EXERCISE: When you copy the entries, match them exactly and omit the pictures.

DATA IN THIS EXERCISE:
Content starts
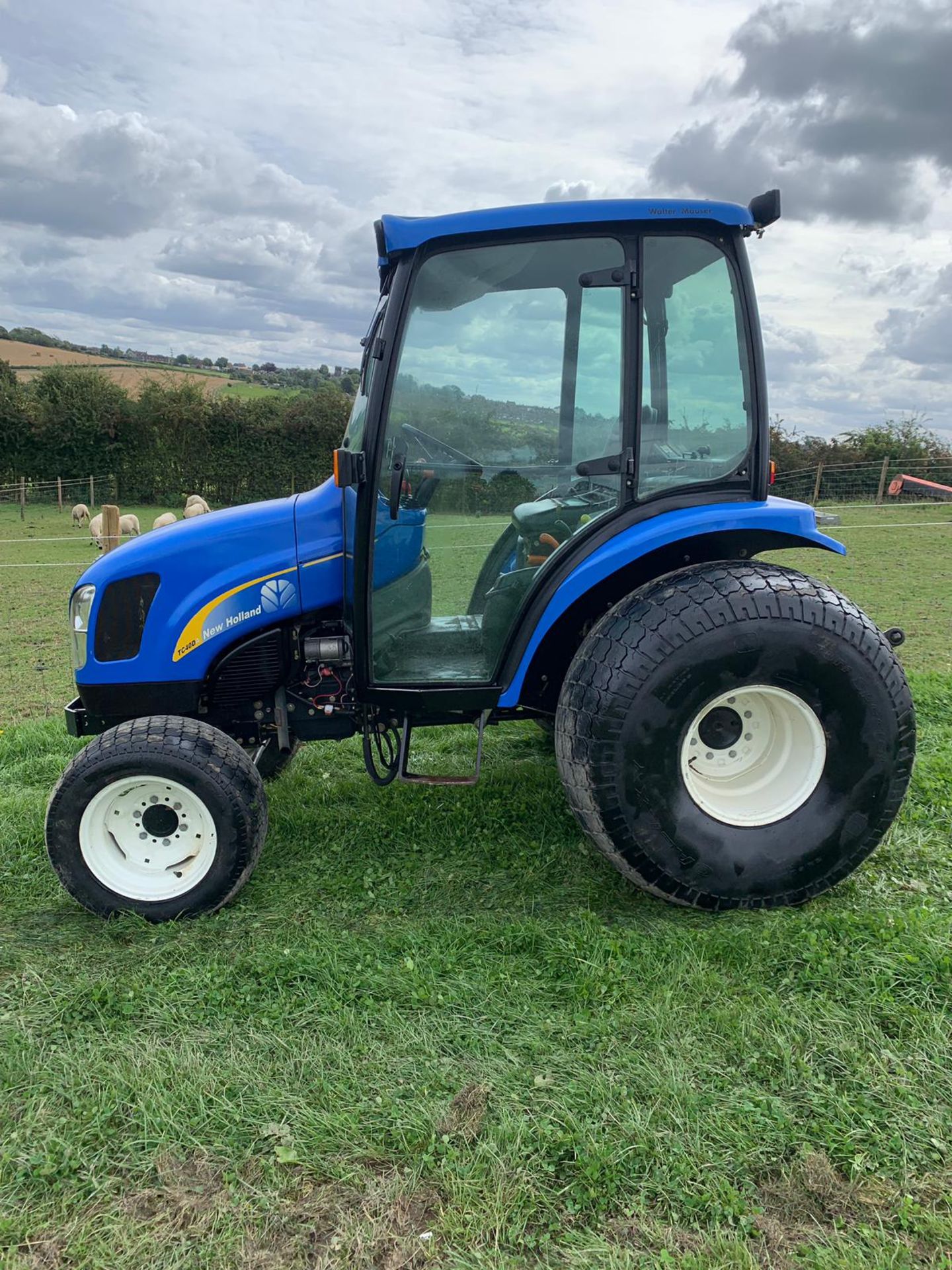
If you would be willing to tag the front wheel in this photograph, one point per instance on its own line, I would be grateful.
(735, 736)
(164, 817)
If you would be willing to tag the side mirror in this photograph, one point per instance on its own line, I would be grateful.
(766, 208)
(348, 468)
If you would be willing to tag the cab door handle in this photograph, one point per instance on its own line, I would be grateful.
(397, 483)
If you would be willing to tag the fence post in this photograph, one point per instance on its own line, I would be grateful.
(883, 479)
(111, 527)
(816, 483)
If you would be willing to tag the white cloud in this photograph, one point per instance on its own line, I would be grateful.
(207, 175)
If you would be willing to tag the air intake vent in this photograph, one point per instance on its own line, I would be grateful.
(249, 671)
(122, 618)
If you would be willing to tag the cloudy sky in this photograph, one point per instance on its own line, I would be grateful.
(205, 177)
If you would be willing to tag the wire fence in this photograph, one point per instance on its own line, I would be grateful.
(873, 484)
(63, 493)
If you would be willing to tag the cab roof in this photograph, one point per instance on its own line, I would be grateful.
(405, 233)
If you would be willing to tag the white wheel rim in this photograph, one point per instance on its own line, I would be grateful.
(147, 839)
(763, 773)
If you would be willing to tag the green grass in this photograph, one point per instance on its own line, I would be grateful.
(438, 1011)
(247, 392)
(436, 1029)
(899, 574)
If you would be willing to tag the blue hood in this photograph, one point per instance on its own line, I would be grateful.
(221, 577)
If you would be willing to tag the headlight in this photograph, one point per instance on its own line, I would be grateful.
(80, 605)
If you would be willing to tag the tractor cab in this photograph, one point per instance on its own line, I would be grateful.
(535, 378)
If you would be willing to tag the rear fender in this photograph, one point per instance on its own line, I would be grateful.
(634, 556)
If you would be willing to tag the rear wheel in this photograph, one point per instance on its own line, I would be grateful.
(735, 736)
(163, 816)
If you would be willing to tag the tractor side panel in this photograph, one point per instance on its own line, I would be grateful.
(221, 577)
(774, 515)
(320, 548)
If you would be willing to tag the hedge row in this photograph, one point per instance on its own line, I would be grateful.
(168, 443)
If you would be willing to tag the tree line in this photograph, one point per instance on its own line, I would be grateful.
(904, 440)
(169, 441)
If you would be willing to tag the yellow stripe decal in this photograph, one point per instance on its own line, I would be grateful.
(323, 560)
(192, 636)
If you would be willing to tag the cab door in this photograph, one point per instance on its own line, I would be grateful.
(500, 433)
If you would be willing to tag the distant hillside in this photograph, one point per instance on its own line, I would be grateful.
(30, 349)
(32, 360)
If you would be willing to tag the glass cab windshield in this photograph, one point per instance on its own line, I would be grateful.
(509, 375)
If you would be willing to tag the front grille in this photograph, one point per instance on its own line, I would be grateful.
(249, 671)
(122, 618)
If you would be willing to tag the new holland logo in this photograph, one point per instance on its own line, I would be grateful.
(234, 609)
(276, 595)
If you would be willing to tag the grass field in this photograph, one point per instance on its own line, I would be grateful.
(248, 392)
(898, 571)
(434, 1029)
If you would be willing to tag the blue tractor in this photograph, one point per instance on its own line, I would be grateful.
(547, 505)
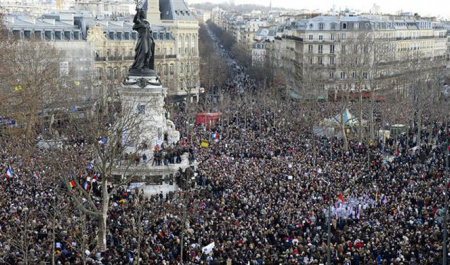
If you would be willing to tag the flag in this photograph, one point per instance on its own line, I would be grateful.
(9, 174)
(208, 248)
(341, 197)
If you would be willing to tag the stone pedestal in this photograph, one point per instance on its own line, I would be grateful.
(144, 94)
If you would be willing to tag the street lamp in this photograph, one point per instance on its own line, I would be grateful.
(444, 243)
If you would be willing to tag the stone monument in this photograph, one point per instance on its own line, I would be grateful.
(143, 93)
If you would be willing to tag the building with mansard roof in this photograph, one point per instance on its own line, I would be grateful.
(110, 43)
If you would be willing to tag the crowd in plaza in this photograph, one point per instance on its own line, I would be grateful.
(260, 196)
(265, 192)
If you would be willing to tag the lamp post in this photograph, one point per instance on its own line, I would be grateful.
(329, 224)
(444, 243)
(329, 233)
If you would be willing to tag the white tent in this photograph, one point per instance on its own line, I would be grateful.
(208, 248)
(349, 120)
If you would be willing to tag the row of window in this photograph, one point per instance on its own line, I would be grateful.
(343, 75)
(48, 34)
(320, 48)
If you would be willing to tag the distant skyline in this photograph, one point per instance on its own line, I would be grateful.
(428, 8)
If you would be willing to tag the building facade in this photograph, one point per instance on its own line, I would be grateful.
(110, 43)
(355, 52)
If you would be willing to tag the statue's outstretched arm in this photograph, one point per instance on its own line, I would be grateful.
(136, 19)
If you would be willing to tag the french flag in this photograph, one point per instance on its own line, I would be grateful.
(9, 174)
(86, 186)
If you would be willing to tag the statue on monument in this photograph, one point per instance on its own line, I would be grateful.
(144, 59)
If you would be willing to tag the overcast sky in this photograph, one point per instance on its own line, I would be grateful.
(424, 8)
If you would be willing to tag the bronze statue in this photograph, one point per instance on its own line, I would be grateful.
(144, 59)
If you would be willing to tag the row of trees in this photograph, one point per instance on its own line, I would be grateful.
(380, 82)
(40, 117)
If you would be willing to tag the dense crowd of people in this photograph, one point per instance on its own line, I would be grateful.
(261, 194)
(266, 191)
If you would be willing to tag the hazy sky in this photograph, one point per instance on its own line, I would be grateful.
(424, 8)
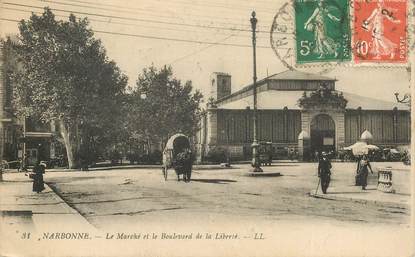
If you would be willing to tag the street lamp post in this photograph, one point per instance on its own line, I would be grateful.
(255, 161)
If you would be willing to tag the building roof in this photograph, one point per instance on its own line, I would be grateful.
(367, 103)
(298, 75)
(285, 75)
(277, 100)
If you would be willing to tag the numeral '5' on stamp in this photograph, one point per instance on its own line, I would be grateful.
(322, 30)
Content ends
WRITTEN RESPONSE:
If you would be willing to tag the front wheel in this photograph, one point per instance on its own line, I would be grateful.
(735, 736)
(164, 817)
If you would be willing to tag the side mirror in this photograph, one point per instance on its own line, I would be grateful.
(766, 208)
(348, 468)
If you would be willing to tag the cab door handle in this photograph, one point per instance on its own line, I would be grateful.
(397, 483)
If you would be willing to tag the fence post in this photograph, one point per instance on its own line, I would be grateful.
(883, 479)
(111, 527)
(816, 483)
If you would be willing to tag the white cloud in this photograph, one point per instance on its own line, I would be grateful.
(207, 175)
If you would be willing to tag the air intake vent in this photograph, one point per instance on its own line, I would be grateful.
(249, 671)
(122, 618)
If you would be willing to tag the cloudy sky in this photograph, one point per instance on its own line, I would be grateful.
(205, 177)
If you would be willing to tag the wire fence in this photograph, one point per instance on its own line, I would be grateful.
(873, 484)
(63, 493)
If you would be willing to tag the cab roof in this photograph, one point per instance on its own line, I would be grateful.
(405, 233)
If you would be willing to tag the white wheel rim in this photograph, one point per instance on its own line, I would be grateful.
(147, 839)
(763, 773)
If you would be willing to tag the green grass in this photograph, one point per instance on its own line, I would be grateful.
(438, 1011)
(247, 392)
(436, 1029)
(899, 574)
If you would be willing to tag the blue hood in this photograph, one point per instance on its own line, I would be grateful.
(221, 577)
If you would be willing to tag the headlight in this photograph, one point per instance on its own line, I would be grateful.
(80, 605)
If you would be willing to tag the tractor cab in this photograph, one point per instance on its own line, I would be grateful.
(535, 378)
If you would be willing to tag the rear fender in this photograph, one point per instance on its own line, I would be grateful.
(634, 556)
If you would be willing to tag the rear wheel in this photograph, one point per instance on its own line, I would be grateful.
(735, 736)
(163, 816)
If you would be willing to tag the tractor side panel in this photograph, one point per instance on its own line, I would be grateful.
(221, 577)
(774, 515)
(320, 548)
If you would be willing to tag the hedge row in this photograph, one point per instance on its own line, I would be grateful.
(168, 443)
If you would be willing to tag the tree line in this photograph, one point per instance on its own line, I would be grateful.
(904, 440)
(169, 441)
If you would be willing to tag the yellow stripe decal in this photograph, one point per instance on its own line, I would be grateful.
(323, 560)
(192, 636)
If you would be willing to tag the cab door in this photograph, one point per instance on its own line, I would be grateful.
(500, 433)
If you would be willing to tag the distant hillside in this photograph, one point per instance on its own line, I would be grateful.
(30, 349)
(32, 360)
If you would be willing to tag the glass cab windshield in this photograph, one point per instance on its own line, I would be grateful.
(509, 375)
If you would be willing to tag the front grille in this photograph, one point per instance on its own line, I would be grateful.
(249, 671)
(122, 618)
If you would be willing to tag the new holland logo in this photograph, one point per instance on its own line, I would be grateful.
(234, 609)
(276, 595)
If you would be willing to tag the grass field in this photograph, one point per instance on its own line, I would be grateful.
(248, 392)
(898, 571)
(434, 1029)
If you would be willing to tag the blue tractor in this photograph, one point per instance on its own line, I would be grateful.
(547, 505)
If you would be willing to tag the flag in this photograph, one point per instance on its own line, I would be grateful.
(9, 174)
(208, 248)
(341, 197)
If you would be willing to tag the stone pedestal in this photograph, one point per instance on its own line, I would be grateful.
(144, 94)
If you would be willing to tag the street lamp in this photograph, one point per instance on its own line, I would be grateful.
(444, 243)
If you would be willing to tag the stone monument in this photograph, one point per instance on its own line, I would be grateful.
(143, 93)
If you would be willing to tag the building with mansard roof in this photograph, one point per instance on its own line, I would be grateful.
(110, 43)
If you would be willing to tag the crowd in plaza in this photograph, one point per instance on its own line, I would be grateful.
(260, 196)
(265, 192)
If you would be willing to tag the lamp post in this photograph, one point per instance on its own line, I would be grateful.
(329, 224)
(444, 243)
(329, 233)
If you would be willing to tag the white tent in this photograph, one point per instance on its own line, I would be grateful.
(208, 248)
(349, 120)
If you would be willing to tag the row of window in this photograph, one point per instance on its own line, I would be grateful.
(343, 75)
(48, 34)
(320, 48)
If you would be willing to tag the distant skyline in this photograph, one point per instance on its own line, I would be grateful.
(428, 8)
If you would be willing to tag the building facade in this photograph, one point per instance on its own line, I would be grateful.
(110, 43)
(355, 52)
If you would be willing to tag the statue's outstretched arm in this photograph, one point per instance on its own line, I would be grateful.
(136, 19)
If you would be willing to tag the french flag in this photograph, one point per instance on its own line, I would be grateful.
(9, 174)
(86, 186)
If you would be willing to tag the statue on monument in this photograph, one point per instance on its own line, I would be grateful.
(144, 59)
If you would be willing to tag the overcast sky in this photograph, one point per instance on its own line, I would be grateful.
(424, 8)
If you would be willing to tag the bronze statue in this photograph, one point per instance on its own line, I would be grateful.
(144, 59)
If you would be willing to tag the row of trees in this photograph, one point per instance on its own line, I would be grateful.
(380, 82)
(40, 117)
If you would be willing to tag the dense crowd of people in this photograph, one point per instance on its own line, I would be grateful.
(261, 194)
(266, 191)
If you would be willing to tag the hazy sky in this photograph, one point per instance on its own line, I would be grateful.
(424, 8)
If you would be willing to tag the street lamp post in this photograph, one point per instance on its own line, I would be grateful.
(255, 161)
If you would be willing to tag the building roof in this photograph, one point per instance on its own line, I would be grateful.
(367, 103)
(298, 75)
(285, 75)
(277, 100)
If you would be willing to tag the numeral '5' on stamp in this photograph, one point per instance on its own line, I would be grateful.
(322, 30)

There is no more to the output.